[Start Document excerpt]

Audio multiplexing


Figure 1. Ancillary data packet structure for the 4:2:2 525/59.94 format. Click here to see an enlarged diagram.

Audio and video data are captured and processed separately for delivery to the end user. Analog approaches require separate distribution media for audio and video. In a teleproduction studio, this is usually done by using two separate cables. In transmission to homes, separate carriers are used. The result is a frequency division multiplex (FDM). Digital video allows for a more efficient distribution on a single cable or carrier using the time division multiplex (TDM).

Figure 1 shows details of the 4:2:2 525/59.94 horizontal blanking structure. The component digital standards do not provide for the sampling of the analog sync pulses. Two timing reference signals (TRS) are multiplexed into the data stream on every line immediately preceding and following the active line data.

Of the 276 data words in the horizontal blanking interval, eight are reserved for the transmission of the TRS. Words 1440, 1441, 1442 and 1443 are used to transmit the end of active line (EAV) TRS message, and words 1712, 1713, 1714 and 1715 are used to transmit the start of active line (SAV) TRS message. Each TRS consists of a four-word sequence. Using a 10-bit hexadecimal notation, these words are represented as follows:

3FF 000 000 XYZ

Space for ancillary data

The first three words are a fixed preamble and unambiguously identify the SAV and EAV information. XYZ represents a variable word and defines the field identification, state of the vertical blanking and the state of horizontal blanking.

[End Document excerpt]

● **Stated goal**
Print the audio multiplexing text again in full, word for word.

[Start Dataset content]

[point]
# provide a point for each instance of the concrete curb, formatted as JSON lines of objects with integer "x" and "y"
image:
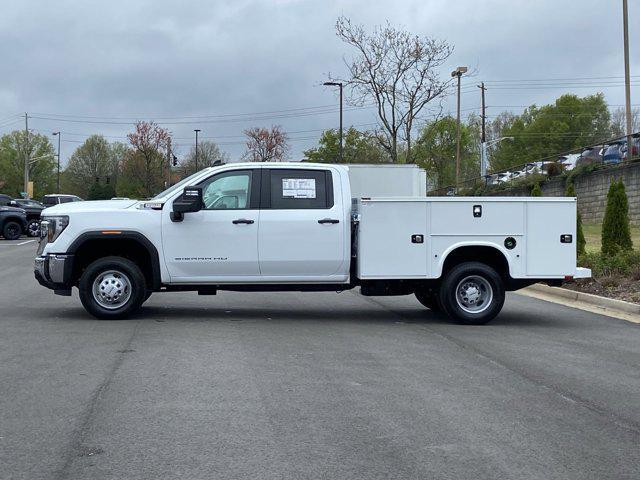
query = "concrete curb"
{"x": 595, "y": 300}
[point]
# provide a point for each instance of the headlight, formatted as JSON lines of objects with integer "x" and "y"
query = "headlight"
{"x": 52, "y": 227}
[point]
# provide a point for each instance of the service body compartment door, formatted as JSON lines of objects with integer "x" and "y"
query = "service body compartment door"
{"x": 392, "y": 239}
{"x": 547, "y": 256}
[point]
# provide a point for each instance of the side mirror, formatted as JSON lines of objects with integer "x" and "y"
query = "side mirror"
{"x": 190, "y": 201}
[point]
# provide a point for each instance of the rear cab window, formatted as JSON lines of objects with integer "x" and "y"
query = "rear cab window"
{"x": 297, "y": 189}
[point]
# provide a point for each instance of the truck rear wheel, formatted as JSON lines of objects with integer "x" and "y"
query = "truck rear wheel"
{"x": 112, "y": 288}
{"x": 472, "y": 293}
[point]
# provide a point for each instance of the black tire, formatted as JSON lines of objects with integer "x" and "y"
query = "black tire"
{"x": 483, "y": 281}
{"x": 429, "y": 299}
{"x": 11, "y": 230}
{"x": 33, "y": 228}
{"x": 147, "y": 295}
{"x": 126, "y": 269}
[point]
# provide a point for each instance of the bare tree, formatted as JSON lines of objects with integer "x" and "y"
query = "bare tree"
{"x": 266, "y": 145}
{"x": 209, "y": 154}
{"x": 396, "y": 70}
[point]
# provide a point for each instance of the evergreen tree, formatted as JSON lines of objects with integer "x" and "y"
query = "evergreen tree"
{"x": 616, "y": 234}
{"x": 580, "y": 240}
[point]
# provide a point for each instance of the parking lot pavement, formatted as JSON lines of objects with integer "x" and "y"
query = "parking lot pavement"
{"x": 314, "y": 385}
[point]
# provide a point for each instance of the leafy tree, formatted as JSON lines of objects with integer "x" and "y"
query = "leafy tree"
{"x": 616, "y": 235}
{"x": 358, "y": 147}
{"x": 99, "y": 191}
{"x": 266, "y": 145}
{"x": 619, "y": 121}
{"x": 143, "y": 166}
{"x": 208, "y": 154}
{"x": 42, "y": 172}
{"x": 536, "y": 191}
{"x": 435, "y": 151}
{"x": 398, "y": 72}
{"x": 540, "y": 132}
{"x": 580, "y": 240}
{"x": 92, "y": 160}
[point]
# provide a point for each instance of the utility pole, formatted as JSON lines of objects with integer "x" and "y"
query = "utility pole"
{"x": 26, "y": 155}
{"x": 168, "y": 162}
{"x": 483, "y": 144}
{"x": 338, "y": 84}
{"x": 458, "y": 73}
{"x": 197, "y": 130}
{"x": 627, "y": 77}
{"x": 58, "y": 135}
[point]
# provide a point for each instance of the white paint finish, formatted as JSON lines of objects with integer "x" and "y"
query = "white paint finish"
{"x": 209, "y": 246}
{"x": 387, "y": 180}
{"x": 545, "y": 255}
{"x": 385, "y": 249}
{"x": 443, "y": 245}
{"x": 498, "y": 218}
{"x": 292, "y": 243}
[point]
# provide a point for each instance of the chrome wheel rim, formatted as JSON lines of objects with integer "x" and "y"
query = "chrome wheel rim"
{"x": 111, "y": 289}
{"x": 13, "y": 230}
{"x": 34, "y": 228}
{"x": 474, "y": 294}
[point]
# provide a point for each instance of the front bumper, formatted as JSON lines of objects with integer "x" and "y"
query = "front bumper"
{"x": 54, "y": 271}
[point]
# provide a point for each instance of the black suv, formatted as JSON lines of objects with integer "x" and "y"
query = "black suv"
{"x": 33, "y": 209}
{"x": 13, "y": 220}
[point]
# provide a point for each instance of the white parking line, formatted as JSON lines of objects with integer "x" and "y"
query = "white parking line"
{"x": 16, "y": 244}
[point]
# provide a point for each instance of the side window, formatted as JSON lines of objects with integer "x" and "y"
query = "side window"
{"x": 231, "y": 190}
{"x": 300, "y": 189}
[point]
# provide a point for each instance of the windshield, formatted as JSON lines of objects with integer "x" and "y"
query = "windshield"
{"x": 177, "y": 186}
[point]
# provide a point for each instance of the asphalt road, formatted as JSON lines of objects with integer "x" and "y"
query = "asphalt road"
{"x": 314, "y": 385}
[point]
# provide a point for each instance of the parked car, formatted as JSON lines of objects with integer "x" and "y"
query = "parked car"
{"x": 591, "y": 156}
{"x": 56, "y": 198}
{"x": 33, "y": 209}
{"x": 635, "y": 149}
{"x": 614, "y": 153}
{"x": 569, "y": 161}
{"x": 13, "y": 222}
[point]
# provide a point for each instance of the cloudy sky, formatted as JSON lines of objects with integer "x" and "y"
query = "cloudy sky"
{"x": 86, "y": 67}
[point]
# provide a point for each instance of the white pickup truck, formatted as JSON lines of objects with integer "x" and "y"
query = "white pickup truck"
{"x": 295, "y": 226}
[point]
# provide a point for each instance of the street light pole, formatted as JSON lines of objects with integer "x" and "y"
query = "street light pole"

[End Dataset content]

● **Answer to the task**
Audio multiplexing


Figure 1. Ancillary data packet structure for the 4:2:2 525/59.94 format. Click here to see an enlarged diagram.

Audio and video data are captured and processed separately for delivery to the end user. Analog approaches require separate distribution media for audio and video. In a teleproduction studio, this is usually done by using two separate cables. In transmission to homes, separate carriers are used. The result is a frequency division multiplex (FDM). Digital video allows for a more efficient distribution on a single cable or carrier using the time division multiplex (TDM).

Figure 1 shows details of the 4:2:2 525/59.94 horizontal blanking structure. The component digital standards do not provide for the sampling of the analog sync pulses. Two timing reference signals (TRS) are multiplexed into the data stream on every line immediately preceding and following the active line data.

Of the 276 data words in the horizontal blanking interval, eight are reserved for the transmission of the TRS. Words 1440, 1441, 1442 and 1443 are used to transmit the end of active line (EAV) TRS message, and words 1712, 1713, 1714 and 1715 are used to transmit the start of active line (SAV) TRS message. Each TRS consists of a four-word sequence. Using a 10-bit hexadecimal notation, these words are represented as follows:

3FF 000 000 XYZ

Space for ancillary data

The first three words are a fixed preamble and unambiguously identify the SAV and EAV information. XYZ represents a variable word and defines the field identification, state of the vertical blanking and the state of horizontal blanking.